--- START ---

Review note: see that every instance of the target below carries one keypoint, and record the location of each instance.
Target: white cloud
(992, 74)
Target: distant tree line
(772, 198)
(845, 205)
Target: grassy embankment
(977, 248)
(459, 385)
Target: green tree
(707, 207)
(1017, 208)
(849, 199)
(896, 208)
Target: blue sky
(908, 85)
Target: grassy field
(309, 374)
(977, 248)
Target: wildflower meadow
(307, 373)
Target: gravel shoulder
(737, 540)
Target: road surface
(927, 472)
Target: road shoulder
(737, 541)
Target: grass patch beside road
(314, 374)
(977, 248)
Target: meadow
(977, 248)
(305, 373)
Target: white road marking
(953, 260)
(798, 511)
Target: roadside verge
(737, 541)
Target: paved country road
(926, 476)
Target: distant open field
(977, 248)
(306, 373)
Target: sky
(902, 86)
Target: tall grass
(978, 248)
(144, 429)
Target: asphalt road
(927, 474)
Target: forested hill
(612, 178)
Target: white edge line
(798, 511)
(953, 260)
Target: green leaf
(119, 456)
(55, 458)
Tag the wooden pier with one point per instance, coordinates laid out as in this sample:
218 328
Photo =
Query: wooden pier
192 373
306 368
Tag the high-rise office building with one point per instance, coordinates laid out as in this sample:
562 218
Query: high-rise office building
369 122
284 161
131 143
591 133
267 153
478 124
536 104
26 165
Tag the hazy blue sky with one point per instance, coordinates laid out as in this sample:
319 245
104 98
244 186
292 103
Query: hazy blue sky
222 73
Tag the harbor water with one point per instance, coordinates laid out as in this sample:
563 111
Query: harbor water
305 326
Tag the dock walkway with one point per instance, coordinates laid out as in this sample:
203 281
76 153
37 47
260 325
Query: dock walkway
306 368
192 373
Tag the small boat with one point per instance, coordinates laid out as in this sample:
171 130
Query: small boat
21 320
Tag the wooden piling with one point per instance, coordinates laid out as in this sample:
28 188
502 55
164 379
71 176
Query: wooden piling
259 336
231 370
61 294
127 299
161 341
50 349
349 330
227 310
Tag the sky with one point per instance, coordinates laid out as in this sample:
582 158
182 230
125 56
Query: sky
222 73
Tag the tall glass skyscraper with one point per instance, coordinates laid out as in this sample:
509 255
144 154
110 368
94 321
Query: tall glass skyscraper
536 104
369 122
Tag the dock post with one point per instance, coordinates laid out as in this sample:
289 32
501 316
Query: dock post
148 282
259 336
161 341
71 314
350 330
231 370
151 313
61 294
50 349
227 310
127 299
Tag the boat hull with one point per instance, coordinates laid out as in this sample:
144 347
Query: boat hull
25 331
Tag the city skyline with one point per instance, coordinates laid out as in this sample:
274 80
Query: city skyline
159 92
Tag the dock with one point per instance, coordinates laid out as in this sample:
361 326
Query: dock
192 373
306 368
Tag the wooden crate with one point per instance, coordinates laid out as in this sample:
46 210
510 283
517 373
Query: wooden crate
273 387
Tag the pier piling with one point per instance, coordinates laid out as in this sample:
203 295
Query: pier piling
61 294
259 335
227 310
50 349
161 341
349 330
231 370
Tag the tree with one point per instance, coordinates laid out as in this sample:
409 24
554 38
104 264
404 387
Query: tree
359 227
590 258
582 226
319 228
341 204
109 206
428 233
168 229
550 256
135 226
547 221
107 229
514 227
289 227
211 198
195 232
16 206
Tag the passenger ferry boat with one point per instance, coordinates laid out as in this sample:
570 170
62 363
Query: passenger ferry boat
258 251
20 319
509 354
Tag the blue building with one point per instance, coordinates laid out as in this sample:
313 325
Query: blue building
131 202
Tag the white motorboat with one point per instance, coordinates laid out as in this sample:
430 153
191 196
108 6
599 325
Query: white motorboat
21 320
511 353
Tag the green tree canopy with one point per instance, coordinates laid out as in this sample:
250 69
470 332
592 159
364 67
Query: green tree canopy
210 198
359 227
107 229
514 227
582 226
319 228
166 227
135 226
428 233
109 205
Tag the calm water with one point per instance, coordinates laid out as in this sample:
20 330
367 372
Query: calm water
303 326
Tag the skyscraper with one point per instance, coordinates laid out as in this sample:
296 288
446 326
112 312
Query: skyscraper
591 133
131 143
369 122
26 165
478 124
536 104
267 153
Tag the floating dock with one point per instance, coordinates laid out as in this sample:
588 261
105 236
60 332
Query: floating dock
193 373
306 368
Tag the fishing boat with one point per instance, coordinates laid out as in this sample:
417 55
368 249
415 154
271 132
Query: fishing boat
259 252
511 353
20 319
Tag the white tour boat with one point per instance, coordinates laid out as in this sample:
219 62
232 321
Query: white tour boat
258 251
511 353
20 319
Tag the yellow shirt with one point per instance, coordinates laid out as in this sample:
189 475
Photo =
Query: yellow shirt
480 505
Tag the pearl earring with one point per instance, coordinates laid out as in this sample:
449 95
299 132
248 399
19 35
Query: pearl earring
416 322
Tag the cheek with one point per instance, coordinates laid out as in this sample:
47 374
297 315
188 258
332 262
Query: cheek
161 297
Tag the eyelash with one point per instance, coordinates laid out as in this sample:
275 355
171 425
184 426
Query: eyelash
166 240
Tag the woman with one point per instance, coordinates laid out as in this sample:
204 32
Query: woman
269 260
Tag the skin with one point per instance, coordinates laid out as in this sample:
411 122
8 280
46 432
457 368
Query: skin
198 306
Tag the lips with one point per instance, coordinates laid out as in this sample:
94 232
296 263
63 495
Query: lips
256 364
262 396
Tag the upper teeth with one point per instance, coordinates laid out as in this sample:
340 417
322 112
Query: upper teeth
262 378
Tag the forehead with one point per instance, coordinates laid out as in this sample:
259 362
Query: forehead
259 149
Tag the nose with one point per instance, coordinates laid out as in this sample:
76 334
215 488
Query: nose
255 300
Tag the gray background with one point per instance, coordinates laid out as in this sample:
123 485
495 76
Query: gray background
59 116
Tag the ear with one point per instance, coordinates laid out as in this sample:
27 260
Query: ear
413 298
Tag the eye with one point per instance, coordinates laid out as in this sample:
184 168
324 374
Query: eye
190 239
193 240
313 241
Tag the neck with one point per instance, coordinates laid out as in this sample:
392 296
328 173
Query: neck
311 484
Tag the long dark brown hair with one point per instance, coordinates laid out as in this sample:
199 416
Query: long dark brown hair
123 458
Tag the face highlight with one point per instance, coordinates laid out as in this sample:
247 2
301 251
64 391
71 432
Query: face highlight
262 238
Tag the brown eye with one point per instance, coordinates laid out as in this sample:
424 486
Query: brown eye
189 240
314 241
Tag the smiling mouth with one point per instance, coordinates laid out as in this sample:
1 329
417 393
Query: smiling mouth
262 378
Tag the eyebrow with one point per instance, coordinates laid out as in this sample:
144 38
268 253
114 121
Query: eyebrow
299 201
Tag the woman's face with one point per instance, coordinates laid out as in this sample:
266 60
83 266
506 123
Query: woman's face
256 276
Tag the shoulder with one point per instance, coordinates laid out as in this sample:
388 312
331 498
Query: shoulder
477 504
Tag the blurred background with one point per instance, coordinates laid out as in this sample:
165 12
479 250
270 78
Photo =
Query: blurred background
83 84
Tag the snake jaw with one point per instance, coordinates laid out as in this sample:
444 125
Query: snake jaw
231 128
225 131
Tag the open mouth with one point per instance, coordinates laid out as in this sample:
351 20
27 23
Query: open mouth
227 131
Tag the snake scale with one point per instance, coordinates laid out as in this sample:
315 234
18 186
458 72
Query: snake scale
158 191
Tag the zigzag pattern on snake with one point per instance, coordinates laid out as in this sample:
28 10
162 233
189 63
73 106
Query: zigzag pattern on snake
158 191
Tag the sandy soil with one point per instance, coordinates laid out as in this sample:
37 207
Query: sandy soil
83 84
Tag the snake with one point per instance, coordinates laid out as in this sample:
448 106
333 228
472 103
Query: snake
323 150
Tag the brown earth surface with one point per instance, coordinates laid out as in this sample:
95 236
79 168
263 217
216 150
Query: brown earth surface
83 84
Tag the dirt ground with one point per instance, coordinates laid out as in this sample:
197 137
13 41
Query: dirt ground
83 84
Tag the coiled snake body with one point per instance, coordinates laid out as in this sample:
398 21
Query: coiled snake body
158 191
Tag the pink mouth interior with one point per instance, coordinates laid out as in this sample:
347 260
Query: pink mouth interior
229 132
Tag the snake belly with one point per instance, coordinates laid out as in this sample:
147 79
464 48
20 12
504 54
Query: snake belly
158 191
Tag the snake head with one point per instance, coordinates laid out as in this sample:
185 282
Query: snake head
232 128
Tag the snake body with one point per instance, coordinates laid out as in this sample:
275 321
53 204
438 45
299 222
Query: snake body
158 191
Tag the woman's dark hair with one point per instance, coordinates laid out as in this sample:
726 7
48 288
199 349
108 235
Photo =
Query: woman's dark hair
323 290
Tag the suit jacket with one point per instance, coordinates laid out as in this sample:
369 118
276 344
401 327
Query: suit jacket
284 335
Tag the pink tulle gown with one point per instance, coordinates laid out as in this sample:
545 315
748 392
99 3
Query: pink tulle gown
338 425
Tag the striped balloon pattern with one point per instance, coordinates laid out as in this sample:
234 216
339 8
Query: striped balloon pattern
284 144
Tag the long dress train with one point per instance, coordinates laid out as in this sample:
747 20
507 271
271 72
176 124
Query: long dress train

--- END ---

== Directions for this task ==
Looking at the entries, work out how many lines hold the word "train". Give the number and nothing else.

== Output of the task ==
2